▶ [ACTIVITÉ]
Traduisez en anglais, s'il vous plaît, cette phrase du passage sur Fugazi : « Sorti en juin 1995, Red Medicine est leur 5ème album, enregistré à l’habituel Inner Ear, studio de Dischord. »

▶ [PASSAGE PROPOSÉ]
- - - -
Tous issus de la scène hardcore de Washington DC du début des années 80. Brendan Canty, batteur, et Guy Picciotto, chanteur avant de se mettre aussi à la guitare, sont passés par diverses formations pas tendres, notamment Rites of Spring, avant de rejoindre Joe Lally, bassiste, et Ian MacKaye, chanteur-guitariste dans Fugazi en 1987. Plus ou moins leader du groupe, Ian MacKaye est la personne sur qui repose la légitimité underground du groupe. Figure emblématique de cette scène hardcore de DC, MacKaye a fondé Minor Threat en tant que frontman de 1980 à 1983, et a lancé le mouvement Straight Edge, sorte de philosophie de vie pronant le rejet de l’alcool ou de tout produit illicite voire même de rapport sexuel hors relation amoureuse. Mais au-delà de cette doctrine excessive, MacKaye a aussi lutté contre une industrie du disque grandissante et dominée par l’agent, en limitant le prix des concerts, en laissant les mineurs y entrer (souvent interdit à l’époque) et en fondant Dischord Records, label indépendant à échelle humaine.

Sorti en juin 1995, Red Medicine est leur 5ème album, enregistré à l’habituel Inner Ear, studio de Dischord. La réputation du groupe n’est plus à prouver, du moins dans le milieu, puisqu’en fait l’audience reste assez confidentielle, en cette décennie plutôt dédiée au grunge et à la britpop. Fugazi, en farouche indépendant, se forge plutôt une aura de groupe culte, à coups de concerts puissants et sans concessions, et de disques furieux et toujours inventifs. Celui-ci est peut-être l’un des plus abouti de leur carrière, entre hardcore revisité, punk mélodique tordu et enchevêtrements savants de guitares.

Démarrage en trombe dès Do You Like Me, avec Picciotto qui assène ses mystérieuses paroles plus qu’il ne les chante. Puis c’est au tour de MacKaye de hurler son Bed For The Scrapping. Sortant un peu de l’habituelle alternance « morceau en nuance » du premier contre « morceau-slogan à hurler en concert », l’album se fait plus varié, et les deux se lancent aussi bien dans la mélodie que dans la tuerie abrasive. On rencontre aussi quelques bizarreries bruitistes pour débuter Birthday Pony, morceau synchopé aux breaks assassins. Quel que soit le morceau, la basse posée, souvent proche du dub, de Lally permet une assise, alliée à la batterie puissante et variée de Canty, très en avant dans le mix, le tout intégré à des structures imprévisibles. Car c’est là l’une des forces de Fugazi, là où la majorité des groupes hardcore ressasse les mêmes schémas entendus cent fois en signe de reconnaissance, ici on ne sait jamais ce qu’il peut arriver, au détour d’un break de basse menaçant ou d’un refrain étrangement mélodieux.
- - - -
▶ [DONNÉES SOURCES]

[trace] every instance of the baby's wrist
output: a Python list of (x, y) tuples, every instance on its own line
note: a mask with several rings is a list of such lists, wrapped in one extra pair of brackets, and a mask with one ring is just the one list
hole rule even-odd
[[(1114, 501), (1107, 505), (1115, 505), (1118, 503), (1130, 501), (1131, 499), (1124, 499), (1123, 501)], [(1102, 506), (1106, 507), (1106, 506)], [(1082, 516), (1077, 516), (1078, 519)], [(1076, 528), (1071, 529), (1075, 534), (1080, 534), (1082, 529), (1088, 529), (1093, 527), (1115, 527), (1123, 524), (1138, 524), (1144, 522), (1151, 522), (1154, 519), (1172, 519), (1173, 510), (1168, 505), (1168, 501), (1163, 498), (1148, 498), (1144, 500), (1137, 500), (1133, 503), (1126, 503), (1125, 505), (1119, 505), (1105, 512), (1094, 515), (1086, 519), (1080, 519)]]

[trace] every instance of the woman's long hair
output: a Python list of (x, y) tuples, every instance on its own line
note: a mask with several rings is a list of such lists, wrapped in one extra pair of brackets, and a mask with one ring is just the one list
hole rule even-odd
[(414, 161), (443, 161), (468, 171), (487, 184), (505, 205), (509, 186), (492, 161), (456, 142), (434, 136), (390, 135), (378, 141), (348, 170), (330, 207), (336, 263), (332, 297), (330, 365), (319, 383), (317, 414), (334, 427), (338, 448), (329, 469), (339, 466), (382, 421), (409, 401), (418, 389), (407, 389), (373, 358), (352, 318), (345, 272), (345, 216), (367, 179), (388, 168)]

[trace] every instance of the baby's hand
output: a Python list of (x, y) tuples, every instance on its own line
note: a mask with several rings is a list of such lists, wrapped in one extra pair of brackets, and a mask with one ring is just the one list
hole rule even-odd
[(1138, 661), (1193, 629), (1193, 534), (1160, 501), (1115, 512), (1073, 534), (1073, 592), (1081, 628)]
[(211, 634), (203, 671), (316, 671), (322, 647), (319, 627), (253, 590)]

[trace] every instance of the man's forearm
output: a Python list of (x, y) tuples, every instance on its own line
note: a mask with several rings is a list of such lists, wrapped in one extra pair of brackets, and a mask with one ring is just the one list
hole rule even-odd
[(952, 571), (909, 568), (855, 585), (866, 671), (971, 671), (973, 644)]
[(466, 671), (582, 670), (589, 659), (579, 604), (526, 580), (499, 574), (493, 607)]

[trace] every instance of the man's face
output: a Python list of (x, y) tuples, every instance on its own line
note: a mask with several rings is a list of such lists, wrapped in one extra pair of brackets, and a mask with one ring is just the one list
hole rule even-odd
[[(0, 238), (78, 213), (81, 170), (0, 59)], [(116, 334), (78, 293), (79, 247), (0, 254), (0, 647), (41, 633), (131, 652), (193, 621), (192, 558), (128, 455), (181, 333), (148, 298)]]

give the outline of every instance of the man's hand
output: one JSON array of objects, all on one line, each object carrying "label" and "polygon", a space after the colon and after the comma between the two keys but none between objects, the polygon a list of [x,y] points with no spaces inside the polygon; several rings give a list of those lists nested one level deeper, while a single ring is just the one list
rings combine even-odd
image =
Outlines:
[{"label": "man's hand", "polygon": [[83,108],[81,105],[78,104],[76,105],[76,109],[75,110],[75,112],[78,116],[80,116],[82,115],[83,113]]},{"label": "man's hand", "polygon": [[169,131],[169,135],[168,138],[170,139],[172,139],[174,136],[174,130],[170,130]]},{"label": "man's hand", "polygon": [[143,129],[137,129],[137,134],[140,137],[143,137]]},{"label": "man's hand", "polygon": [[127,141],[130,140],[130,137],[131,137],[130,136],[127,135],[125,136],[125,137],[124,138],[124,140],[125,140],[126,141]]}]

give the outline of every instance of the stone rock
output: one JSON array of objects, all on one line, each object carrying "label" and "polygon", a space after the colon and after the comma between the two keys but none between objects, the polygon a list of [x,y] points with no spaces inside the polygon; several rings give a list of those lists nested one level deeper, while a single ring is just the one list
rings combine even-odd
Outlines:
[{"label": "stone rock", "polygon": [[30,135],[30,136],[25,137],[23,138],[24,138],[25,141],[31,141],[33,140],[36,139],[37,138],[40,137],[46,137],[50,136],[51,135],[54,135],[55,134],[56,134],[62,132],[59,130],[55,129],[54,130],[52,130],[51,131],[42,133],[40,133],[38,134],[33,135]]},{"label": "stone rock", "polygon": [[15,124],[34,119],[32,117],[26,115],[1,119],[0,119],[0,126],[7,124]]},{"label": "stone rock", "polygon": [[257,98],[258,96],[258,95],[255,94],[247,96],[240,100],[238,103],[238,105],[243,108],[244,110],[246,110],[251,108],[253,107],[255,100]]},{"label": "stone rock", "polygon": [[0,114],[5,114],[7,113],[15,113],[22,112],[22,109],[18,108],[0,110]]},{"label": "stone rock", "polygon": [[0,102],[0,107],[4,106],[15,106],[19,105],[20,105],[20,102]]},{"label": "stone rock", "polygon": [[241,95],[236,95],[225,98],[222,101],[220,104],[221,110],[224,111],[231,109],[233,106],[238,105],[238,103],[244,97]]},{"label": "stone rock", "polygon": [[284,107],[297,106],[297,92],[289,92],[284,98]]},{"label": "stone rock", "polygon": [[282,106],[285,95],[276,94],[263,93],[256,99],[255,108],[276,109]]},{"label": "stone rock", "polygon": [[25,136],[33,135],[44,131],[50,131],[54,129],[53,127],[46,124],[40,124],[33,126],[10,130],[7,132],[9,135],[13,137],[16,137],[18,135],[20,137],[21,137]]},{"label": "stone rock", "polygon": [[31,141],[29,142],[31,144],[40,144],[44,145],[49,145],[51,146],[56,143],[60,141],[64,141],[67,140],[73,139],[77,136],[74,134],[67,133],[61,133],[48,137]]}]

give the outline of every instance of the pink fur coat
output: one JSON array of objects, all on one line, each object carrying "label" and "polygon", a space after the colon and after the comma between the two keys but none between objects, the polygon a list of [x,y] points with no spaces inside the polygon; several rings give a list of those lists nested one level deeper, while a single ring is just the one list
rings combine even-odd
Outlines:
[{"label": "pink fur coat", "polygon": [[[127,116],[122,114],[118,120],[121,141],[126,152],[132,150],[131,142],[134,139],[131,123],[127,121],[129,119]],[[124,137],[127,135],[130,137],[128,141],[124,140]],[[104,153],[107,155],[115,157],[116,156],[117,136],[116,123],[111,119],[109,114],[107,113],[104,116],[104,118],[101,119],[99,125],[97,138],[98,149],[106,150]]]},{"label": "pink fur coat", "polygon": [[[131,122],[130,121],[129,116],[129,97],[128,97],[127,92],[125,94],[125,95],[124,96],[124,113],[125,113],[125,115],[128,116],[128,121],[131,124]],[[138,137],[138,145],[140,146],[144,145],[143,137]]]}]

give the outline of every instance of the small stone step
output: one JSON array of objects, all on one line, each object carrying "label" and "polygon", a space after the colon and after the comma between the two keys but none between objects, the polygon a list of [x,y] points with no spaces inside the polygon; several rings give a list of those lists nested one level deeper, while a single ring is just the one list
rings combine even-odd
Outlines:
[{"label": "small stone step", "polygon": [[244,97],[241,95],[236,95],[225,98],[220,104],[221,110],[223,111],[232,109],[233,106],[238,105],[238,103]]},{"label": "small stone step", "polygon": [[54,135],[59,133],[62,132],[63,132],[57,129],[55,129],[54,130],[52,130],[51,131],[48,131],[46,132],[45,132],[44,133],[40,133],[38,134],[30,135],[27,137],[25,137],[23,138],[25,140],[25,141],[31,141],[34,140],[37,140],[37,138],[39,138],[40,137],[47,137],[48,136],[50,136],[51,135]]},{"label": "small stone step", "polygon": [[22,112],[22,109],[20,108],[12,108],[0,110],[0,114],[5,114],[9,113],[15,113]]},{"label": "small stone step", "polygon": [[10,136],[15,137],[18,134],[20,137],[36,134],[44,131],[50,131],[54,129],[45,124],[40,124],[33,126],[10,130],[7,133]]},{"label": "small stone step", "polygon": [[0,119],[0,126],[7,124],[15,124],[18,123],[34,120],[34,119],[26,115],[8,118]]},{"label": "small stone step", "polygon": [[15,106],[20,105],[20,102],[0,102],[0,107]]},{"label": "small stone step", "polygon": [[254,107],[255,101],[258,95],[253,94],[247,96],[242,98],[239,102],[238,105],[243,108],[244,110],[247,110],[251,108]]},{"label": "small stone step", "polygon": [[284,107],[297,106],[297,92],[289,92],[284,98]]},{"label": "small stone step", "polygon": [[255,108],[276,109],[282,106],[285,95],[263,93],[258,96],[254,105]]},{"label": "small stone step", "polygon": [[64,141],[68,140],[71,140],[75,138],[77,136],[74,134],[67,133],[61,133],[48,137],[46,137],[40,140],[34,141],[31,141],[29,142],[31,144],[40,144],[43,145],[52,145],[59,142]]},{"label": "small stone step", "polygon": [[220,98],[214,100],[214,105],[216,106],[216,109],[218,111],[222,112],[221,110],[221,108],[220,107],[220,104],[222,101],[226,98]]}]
- - - -
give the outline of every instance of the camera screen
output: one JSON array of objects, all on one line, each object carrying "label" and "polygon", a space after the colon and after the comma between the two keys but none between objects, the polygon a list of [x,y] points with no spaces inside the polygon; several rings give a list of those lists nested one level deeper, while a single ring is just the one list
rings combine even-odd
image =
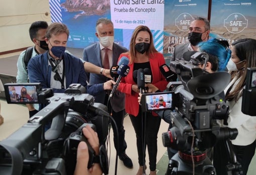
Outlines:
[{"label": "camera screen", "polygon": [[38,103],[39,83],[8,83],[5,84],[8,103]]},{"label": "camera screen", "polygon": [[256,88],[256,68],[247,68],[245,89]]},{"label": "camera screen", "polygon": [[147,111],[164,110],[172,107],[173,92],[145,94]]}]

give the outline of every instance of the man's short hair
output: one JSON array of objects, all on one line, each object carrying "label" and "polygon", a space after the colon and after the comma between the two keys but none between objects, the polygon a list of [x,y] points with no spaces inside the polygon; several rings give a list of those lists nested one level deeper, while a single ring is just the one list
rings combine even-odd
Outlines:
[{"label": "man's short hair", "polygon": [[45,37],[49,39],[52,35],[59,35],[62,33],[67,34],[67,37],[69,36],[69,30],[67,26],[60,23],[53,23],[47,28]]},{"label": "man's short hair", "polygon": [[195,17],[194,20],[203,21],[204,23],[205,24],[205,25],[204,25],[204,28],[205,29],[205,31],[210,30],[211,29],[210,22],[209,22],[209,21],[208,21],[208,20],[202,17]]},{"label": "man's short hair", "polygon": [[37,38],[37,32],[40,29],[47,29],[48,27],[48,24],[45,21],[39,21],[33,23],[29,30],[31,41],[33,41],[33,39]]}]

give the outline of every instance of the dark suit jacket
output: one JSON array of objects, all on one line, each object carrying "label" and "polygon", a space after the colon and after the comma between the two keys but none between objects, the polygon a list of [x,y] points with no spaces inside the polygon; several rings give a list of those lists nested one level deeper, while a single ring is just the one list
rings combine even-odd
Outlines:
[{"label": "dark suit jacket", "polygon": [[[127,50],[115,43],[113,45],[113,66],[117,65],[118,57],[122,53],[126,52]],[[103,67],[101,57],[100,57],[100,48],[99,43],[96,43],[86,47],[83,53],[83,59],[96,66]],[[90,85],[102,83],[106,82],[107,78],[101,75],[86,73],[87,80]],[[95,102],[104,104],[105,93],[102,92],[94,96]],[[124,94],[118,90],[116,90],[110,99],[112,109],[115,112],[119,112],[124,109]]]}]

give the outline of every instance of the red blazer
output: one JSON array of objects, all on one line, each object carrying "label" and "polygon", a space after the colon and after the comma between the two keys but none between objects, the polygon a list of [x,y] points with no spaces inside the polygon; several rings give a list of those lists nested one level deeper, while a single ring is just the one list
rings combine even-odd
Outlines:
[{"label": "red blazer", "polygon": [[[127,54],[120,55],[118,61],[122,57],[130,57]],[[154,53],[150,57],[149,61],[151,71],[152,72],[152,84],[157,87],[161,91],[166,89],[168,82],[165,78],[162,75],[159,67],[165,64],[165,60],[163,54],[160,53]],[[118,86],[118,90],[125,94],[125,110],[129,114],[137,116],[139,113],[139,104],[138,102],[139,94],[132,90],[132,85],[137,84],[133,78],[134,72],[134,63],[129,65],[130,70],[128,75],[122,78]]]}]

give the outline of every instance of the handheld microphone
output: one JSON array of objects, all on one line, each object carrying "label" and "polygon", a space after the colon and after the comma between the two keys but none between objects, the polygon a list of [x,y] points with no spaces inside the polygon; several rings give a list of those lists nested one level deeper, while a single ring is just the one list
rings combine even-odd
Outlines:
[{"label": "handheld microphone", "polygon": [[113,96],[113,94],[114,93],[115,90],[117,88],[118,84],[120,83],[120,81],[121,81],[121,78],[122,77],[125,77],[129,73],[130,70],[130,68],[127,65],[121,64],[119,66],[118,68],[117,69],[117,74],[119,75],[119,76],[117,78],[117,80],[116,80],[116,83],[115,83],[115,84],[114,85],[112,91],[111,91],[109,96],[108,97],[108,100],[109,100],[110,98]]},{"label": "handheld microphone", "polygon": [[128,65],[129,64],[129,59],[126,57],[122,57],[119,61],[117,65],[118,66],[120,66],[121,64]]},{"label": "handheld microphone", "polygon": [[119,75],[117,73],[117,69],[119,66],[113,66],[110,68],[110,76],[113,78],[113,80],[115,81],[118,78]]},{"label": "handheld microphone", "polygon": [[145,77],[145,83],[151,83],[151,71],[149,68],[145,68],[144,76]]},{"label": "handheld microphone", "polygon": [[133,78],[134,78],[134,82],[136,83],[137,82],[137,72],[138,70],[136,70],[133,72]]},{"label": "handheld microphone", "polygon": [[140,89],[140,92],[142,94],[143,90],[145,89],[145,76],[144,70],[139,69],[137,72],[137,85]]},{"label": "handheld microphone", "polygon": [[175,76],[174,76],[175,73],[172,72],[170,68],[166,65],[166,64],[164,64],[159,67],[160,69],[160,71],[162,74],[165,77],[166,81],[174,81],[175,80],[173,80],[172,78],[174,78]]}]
- - - -
▶ [RÉPONSE]
Released in June 1995, Red Medicine is their fifth album, recorded at the usual Inner Ear, Dischord's studio.